> _Task to carry out_:
Write out the listing exactly as it is given.
* Start Exercise materials *
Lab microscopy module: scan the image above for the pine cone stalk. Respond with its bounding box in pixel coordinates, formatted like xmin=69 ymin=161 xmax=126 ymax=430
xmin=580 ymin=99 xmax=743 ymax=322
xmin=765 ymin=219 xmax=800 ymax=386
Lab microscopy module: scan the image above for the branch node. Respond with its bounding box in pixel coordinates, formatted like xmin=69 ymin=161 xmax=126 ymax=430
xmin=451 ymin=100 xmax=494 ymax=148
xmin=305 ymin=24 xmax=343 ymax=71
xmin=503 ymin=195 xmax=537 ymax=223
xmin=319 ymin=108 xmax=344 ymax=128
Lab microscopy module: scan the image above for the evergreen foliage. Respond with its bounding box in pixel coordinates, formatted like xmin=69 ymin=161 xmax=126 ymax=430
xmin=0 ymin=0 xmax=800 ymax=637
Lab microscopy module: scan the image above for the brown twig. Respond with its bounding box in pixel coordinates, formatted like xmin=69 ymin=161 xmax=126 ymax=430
* End Exercise materials *
> _Solved exercise_:
Lab microscopy module: scan the image above for the pine cone stalk. Respond with its bounding box in pixel coordinates, formatted like xmin=69 ymin=161 xmax=126 ymax=430
xmin=580 ymin=99 xmax=743 ymax=322
xmin=765 ymin=219 xmax=800 ymax=386
Lab microscopy module: scan the image above for the branch node. Respond with its bounding box in pixel coordinates, formatted like xmin=69 ymin=161 xmax=126 ymax=430
xmin=451 ymin=100 xmax=494 ymax=148
xmin=305 ymin=24 xmax=343 ymax=71
xmin=503 ymin=195 xmax=537 ymax=223
xmin=319 ymin=108 xmax=344 ymax=128
Lab microscopy module: scan the image above for the evergreen foliage. Respond with its bounding box in pixel coordinates, formatted like xmin=69 ymin=161 xmax=126 ymax=430
xmin=0 ymin=0 xmax=800 ymax=637
Lab microscopy module: scan the image above for the brown twig. Respond with its bounding box in pixel coordinates, formatted like xmin=69 ymin=161 xmax=126 ymax=430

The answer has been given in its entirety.